**Extrait:**
· · · · · · ·

De manière générale, les républicains MAGA se sont sentis trahis. En réaction, Musk a abandonné le sujet de l'immigration légale, tandis que Ramaswamy a été discrètement écarté du cercle restreint de Trump, ce qui a peut-être ruiné son avenir politique.

Alain de Benoist considèrerait les opinions de ces deux hommes comme des expressions classiques du libéralisme moderne, même si tous deux seraient probablement très surpris de l'apprendre. En Europe, le terme «libéralisme» désigne généralement le «libéralisme classique», qui a donné naissance au libéralisme de centre-droit et au libéralisme de centre-gauche, parfois appelé «libéralisme social». Aux États-Unis, en dehors du monde universitaire, le terme «libéralisme» désigne désormais exclusivement le libéralisme social, et «libéral» désigne les gauchistes modérés ou les démocrates.

L'ouvrage d'Alain de Benoist, Contre le libéralisme, s'oppose indéniablement au gauchisme, mais le libéralisme auquel il fait référence relève d'une catégorie plus large qui inclut non seulement la philosophie de la gauche, mais aussi les opinions de soi-disant «conservateurs» comme M Musk et Ramaswamy. En effet, la quasi-totalité des politiciens, experts et électeurs se réclamant du Parti républicain, ainsi que leurs homologues britanniques, seraient considérés comme des libéraux par de Benoist.

En identifiant simplement ce fait, nous pouvons anticiper l'un des thèmes principaux du livre : pour de Benoist, le véritable problème de la civilisation moderne est le libéralisme, qu'il soit de gauche ou de droite. Les «libéraux» et les «conservateurs» que nous considérons comme des pôles opposés partagent en réalité certains de leurs principes les plus fondamentaux.

· · · · · · ·

Entrées de données collectées

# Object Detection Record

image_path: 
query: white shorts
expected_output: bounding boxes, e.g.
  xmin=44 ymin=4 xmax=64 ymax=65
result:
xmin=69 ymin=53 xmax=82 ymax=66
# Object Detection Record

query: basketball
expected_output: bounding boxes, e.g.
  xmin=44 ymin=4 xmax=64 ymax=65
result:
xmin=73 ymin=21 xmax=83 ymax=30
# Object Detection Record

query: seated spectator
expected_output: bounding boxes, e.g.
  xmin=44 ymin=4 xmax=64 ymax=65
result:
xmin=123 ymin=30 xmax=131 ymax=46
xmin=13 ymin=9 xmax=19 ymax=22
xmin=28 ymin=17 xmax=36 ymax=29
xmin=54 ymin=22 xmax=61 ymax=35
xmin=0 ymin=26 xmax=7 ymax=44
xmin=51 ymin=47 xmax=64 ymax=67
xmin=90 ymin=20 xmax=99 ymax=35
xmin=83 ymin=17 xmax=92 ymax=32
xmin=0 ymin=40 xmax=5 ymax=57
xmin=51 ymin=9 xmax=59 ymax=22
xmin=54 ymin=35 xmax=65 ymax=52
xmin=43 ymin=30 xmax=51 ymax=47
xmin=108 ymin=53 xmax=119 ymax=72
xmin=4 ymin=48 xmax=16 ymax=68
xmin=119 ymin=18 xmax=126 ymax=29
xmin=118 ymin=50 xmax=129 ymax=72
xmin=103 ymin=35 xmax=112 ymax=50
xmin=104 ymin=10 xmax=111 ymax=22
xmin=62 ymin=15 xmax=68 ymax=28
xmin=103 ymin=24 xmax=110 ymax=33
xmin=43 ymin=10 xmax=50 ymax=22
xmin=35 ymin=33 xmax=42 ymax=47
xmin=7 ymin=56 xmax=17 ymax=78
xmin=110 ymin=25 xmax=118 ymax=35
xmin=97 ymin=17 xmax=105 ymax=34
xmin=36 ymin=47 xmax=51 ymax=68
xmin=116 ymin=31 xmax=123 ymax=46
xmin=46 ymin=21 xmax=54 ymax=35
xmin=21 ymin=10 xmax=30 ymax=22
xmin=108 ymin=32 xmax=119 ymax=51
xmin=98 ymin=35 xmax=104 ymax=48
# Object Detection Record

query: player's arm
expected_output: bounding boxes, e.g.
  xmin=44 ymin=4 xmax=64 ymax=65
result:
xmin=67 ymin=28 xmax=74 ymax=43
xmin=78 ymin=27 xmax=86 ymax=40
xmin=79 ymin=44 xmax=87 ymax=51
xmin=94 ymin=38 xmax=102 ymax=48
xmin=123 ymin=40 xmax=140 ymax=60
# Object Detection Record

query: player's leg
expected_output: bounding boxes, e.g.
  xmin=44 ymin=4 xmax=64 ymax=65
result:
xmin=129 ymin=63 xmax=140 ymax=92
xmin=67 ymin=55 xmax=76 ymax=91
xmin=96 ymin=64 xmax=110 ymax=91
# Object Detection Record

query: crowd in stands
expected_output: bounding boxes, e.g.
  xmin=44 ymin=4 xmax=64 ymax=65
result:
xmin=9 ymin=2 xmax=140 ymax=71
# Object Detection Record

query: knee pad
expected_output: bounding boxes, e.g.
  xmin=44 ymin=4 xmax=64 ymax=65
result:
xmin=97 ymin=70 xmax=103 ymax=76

· · · · · · ·

**Défis:**
(a) Selon l'extrait, que désigne désormais le terme « libéralisme » aux États-Unis en dehors du monde universitaire ?
(b) Recopiez le passage de l'extrait commençant par « De manière générale, les » et se terminant par « ou les démocrates. », en remplaçant « Ramaswamy » par « l'entrepreneur ».

**Réponses finales:**
(a) Il désigne exclusivement le libéralisme social.

(b)
De manière générale, les républicains MAGA se sont sentis trahis. En réaction, Musk a abandonné le sujet de l'immigration légale, tandis que l'entrepreneur a été discrètement écarté du cercle restreint de Trump, ce qui a peut-être ruiné son avenir politique.

Alain de Benoist considèrerait les opinions de ces deux hommes comme des expressions classiques du libéralisme moderne, même si tous deux seraient probablement très surpris de l'apprendre. En Europe, le terme «libéralisme» désigne généralement le «libéralisme classique», qui a donné naissance au libéralisme de centre-droit et au libéralisme de centre-gauche, parfois appelé «libéralisme social». Aux États-Unis, en dehors du monde universitaire, le terme «libéralisme» désigne désormais exclusivement le libéralisme social, et «libéral» désigne les gauchistes modérés ou les démocrates.